▶ [Sayfa alıntısı]
────────────────

Saklambaç…

Saklambaç oynuyorum farz edin beni bu aralar.. Sanki biri bana “Önüm arkam sağım solum sobe, saklanmayan ebe” demiş gibi hissediyorum bir süredir. Farkındasınız muhakkak buralarda olamıyorum; zira ebe olmak istemiyorum! Bir ‘saklantı’ halindeyim, deliler gibi kabuğumun içindeyim. Nasıl anlatsam öyle bir dertop oldum ki, ana rahmindeki pozisyon halt etmiş! Biraz daha kıvrılsam kendi içime girecekmişim gibi! Belki de istediğim bu, bilmiyorum. Kendi içime dönmek istiyorum bir süre. Yok öyle Nirvana’ya falan erme emellerim yok, lakin bir baktım uzun zaman olmuş kendimin içine girip, dışarıdakilerle saklambaç oynamayalı!

────────────────

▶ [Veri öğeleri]
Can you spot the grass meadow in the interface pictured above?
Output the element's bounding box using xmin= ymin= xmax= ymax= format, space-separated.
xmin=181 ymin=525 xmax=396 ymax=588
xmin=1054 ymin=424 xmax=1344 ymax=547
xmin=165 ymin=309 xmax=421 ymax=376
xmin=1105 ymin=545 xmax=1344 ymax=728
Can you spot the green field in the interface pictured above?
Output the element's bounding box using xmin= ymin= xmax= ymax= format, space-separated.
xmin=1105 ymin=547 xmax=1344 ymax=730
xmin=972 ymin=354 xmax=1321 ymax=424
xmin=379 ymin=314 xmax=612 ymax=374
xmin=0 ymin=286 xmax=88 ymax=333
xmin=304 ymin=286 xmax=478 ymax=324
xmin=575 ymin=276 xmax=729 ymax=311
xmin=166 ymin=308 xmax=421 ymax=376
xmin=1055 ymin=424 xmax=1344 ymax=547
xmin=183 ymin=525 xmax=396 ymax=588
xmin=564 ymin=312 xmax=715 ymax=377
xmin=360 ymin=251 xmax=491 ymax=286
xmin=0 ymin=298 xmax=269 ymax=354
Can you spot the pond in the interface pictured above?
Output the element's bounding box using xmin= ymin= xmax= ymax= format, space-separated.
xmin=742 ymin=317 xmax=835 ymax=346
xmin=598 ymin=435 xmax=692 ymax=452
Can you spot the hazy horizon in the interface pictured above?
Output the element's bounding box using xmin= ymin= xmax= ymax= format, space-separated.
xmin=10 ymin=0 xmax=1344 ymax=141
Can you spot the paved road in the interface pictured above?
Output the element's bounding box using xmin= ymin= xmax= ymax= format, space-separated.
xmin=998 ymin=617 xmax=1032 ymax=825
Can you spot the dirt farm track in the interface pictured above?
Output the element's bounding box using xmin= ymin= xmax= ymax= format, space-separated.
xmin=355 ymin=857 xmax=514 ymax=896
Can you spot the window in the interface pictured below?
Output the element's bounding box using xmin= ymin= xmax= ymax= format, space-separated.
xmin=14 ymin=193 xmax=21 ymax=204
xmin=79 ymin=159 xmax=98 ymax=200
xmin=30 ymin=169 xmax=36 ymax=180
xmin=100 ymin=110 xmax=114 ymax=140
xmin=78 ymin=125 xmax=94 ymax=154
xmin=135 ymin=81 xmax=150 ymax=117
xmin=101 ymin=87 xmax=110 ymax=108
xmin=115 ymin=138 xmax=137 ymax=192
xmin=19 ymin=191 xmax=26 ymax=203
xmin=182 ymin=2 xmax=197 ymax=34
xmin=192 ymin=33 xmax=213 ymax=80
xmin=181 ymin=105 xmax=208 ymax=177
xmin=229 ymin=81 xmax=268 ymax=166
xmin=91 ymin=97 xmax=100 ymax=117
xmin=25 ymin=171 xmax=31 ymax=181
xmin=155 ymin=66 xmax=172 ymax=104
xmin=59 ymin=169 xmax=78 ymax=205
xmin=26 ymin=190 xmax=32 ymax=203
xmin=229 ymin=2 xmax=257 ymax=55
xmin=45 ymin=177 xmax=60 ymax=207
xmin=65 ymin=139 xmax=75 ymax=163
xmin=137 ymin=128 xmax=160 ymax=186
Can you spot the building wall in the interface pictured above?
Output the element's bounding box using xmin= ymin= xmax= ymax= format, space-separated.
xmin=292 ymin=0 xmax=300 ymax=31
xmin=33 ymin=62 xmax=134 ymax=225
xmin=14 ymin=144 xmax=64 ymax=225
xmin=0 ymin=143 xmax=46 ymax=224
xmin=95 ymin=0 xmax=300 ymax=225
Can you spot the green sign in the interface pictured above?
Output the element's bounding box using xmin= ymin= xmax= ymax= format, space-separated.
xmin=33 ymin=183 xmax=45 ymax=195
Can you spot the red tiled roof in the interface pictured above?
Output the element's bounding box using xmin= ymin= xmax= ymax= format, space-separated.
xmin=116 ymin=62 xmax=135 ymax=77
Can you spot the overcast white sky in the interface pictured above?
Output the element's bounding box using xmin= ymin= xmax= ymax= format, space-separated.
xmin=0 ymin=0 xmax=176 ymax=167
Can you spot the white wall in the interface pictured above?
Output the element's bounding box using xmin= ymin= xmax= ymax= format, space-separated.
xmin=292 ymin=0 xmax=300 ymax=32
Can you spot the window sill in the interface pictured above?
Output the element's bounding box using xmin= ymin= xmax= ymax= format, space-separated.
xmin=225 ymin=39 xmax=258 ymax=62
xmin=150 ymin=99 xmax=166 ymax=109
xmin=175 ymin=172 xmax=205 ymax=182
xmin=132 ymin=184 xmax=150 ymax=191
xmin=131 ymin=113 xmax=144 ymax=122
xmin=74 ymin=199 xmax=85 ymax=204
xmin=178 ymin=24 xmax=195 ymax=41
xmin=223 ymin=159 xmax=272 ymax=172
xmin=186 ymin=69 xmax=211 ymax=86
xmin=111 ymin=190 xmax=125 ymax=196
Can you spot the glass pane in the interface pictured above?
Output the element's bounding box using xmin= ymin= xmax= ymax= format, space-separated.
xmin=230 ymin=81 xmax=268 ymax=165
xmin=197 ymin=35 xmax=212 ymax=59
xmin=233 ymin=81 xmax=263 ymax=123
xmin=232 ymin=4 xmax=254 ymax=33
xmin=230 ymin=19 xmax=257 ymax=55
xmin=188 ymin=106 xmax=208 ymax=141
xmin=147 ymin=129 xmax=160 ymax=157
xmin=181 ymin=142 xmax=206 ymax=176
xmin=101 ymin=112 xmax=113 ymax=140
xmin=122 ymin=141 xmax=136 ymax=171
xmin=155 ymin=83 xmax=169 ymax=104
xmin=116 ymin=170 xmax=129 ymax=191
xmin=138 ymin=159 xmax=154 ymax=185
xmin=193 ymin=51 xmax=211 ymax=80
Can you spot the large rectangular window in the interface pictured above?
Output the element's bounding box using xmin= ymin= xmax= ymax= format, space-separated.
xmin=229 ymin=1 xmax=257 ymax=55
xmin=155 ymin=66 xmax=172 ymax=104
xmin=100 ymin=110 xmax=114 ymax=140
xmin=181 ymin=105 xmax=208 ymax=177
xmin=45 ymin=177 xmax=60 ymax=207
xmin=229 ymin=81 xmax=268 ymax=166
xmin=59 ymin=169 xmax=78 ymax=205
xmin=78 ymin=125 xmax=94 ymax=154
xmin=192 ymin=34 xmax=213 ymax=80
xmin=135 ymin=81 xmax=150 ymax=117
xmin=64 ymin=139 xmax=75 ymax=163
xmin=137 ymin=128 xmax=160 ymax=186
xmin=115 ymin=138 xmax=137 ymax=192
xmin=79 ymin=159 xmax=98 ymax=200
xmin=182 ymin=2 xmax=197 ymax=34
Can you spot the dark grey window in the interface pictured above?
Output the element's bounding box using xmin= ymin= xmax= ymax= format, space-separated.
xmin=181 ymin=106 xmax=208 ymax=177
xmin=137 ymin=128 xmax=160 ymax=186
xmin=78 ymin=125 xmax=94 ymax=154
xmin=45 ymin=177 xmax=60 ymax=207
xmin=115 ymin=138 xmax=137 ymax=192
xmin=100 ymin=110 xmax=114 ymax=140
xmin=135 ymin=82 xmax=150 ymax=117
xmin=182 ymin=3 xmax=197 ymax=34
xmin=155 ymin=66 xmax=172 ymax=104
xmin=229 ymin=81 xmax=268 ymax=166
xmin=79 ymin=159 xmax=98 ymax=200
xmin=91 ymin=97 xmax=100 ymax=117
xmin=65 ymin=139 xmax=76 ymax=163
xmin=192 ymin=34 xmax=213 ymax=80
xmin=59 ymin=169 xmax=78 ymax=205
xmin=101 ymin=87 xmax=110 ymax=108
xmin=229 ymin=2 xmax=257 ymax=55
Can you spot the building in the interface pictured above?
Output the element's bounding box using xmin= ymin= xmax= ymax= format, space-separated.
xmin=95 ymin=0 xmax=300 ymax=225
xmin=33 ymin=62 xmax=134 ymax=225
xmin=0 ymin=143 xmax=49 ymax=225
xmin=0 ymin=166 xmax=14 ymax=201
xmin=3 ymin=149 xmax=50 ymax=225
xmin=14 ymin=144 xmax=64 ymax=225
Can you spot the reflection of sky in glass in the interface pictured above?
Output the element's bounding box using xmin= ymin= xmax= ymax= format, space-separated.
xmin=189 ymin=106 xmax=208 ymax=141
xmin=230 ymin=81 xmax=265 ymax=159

────────────────

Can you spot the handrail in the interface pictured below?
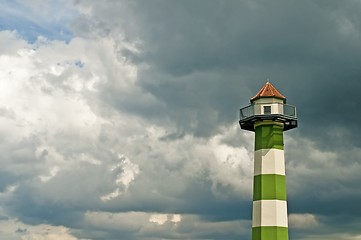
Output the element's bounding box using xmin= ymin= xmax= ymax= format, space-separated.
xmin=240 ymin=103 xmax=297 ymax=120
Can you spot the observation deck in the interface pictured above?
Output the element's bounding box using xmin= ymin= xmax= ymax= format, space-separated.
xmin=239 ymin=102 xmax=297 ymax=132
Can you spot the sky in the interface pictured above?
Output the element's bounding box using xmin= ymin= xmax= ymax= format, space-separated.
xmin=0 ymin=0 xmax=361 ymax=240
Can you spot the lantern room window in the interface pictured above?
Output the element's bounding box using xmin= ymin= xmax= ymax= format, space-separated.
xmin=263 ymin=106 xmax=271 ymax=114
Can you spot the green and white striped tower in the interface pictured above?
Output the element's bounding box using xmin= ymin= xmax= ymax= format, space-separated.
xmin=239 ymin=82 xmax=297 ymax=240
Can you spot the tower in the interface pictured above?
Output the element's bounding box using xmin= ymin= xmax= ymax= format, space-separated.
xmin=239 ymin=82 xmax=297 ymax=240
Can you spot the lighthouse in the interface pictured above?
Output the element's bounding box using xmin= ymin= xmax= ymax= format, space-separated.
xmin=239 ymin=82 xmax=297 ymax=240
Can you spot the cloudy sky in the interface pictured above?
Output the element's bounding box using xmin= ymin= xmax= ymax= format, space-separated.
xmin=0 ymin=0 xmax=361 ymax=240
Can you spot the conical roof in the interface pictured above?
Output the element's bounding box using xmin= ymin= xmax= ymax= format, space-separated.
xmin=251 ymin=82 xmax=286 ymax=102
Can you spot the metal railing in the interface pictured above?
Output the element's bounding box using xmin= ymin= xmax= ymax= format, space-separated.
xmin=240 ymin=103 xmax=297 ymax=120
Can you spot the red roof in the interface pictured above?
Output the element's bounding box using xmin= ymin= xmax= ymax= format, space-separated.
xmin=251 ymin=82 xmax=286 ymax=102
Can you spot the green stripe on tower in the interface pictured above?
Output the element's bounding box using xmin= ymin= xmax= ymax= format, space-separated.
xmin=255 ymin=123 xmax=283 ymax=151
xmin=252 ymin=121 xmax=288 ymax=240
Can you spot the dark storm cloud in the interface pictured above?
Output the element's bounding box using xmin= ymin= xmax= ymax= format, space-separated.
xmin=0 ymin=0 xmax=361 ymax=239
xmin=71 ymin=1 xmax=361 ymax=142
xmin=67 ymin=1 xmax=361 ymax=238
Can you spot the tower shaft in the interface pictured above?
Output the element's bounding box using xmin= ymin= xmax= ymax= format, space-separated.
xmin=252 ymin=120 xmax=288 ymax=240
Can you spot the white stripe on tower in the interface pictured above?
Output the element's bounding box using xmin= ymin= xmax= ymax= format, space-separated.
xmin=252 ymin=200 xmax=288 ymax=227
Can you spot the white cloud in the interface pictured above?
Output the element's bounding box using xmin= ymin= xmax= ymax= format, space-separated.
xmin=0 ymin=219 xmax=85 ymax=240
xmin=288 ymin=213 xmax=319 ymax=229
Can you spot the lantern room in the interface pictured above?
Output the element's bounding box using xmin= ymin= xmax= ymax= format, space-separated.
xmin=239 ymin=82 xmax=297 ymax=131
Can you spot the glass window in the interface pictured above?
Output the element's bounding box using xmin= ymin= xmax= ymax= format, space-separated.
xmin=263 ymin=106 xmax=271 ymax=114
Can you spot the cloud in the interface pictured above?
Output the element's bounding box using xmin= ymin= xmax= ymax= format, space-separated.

────────────────

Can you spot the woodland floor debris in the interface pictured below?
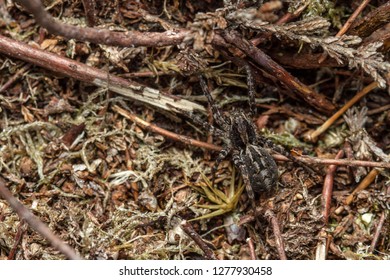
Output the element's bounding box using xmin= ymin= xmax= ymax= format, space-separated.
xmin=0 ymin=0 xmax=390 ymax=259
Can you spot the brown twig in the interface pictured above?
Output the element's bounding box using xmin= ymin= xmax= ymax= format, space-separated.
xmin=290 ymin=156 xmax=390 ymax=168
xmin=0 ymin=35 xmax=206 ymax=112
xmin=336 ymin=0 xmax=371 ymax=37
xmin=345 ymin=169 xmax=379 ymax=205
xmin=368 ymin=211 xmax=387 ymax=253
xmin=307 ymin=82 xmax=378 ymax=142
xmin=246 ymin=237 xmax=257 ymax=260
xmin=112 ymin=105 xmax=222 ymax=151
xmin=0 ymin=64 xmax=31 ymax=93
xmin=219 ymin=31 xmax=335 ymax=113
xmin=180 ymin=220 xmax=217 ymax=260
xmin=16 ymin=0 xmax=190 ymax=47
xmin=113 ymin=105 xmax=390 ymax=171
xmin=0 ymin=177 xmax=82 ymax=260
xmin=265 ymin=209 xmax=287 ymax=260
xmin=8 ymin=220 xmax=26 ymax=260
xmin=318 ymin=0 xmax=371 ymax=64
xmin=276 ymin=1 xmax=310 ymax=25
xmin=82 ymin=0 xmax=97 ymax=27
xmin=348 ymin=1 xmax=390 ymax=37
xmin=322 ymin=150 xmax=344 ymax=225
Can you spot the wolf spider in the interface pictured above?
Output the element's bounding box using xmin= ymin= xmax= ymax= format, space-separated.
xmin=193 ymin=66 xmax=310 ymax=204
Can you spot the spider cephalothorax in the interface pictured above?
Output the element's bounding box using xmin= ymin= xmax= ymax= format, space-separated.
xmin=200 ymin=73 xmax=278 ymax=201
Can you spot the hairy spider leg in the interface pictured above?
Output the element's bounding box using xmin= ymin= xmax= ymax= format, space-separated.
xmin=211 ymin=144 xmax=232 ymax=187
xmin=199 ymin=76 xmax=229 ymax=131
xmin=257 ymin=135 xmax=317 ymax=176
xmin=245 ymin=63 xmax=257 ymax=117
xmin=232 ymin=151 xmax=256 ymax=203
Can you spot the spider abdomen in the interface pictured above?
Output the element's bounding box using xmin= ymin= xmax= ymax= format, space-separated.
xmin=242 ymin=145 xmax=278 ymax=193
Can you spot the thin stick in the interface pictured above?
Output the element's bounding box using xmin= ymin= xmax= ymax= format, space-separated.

────────────────

▶ [Görevler]
(A) Metindeki "Saklambaç oynuyorum farz edin" diye başlayan paragrafı ana bilgilerini koruyarak daha kısa biçimde yeniden yazar mısınız?
(B) Kayıtlarda "Can you spot the green field" ifadesini içeren satırdan başlayıp "xmin=10 ymin=0 xmax=1344 ymax=141" ifadesini içeren satıra kadar giden satırları, iki uçtakiler de dahil olmak üzere, her satır için bir dize içeren bir JSON listesi olarak yeniden yazar mısınız? Boş satırlar atlanmalıdır.
Metin ile kayıtlar birbirinden bağımsızdır.

▶ [Çözümler]
(A) Bu aralar saklambaç oynuyor gibiyim. Ebe olmak istemediğim için buralara uğrayamıyorum ve kabuğuma çekilip büzüldüm. Bir süre kendi içime dönmek istiyorum. Nirvana'ya erme gibi bir amacım yok. Sadece kendi içime girip dışarıdakilerle saklambaç oynamayalı uzun zaman olduğunu fark ettim.

(B)
[
  "Can you spot the green field in the interface pictured above?",
  "Output the element's bounding box using xmin= ymin= xmax= ymax= format, space-separated.",
  "xmin=1105 ymin=547 xmax=1344 ymax=730",
  "xmin=972 ymin=354 xmax=1321 ymax=424",
  "xmin=379 ymin=314 xmax=612 ymax=374",
  "xmin=0 ymin=286 xmax=88 ymax=333",
  "xmin=304 ymin=286 xmax=478 ymax=324",
  "xmin=575 ymin=276 xmax=729 ymax=311",
  "xmin=166 ymin=308 xmax=421 ymax=376",
  "xmin=1055 ymin=424 xmax=1344 ymax=547",
  "xmin=183 ymin=525 xmax=396 ymax=588",
  "xmin=564 ymin=312 xmax=715 ymax=377",
  "xmin=360 ymin=251 xmax=491 ymax=286",
  "xmin=0 ymin=298 xmax=269 ymax=354",
  "Can you spot the pond in the interface pictured above?",
  "Output the element's bounding box using xmin= ymin= xmax= ymax= format, space-separated.",
  "xmin=742 ymin=317 xmax=835 ymax=346",
  "xmin=598 ymin=435 xmax=692 ymax=452",
  "Can you spot the hazy horizon in the interface pictured above?",
  "Output the element's bounding box using xmin= ymin= xmax= ymax= format, space-separated.",
  "xmin=10 ymin=0 xmax=1344 ymax=141"
]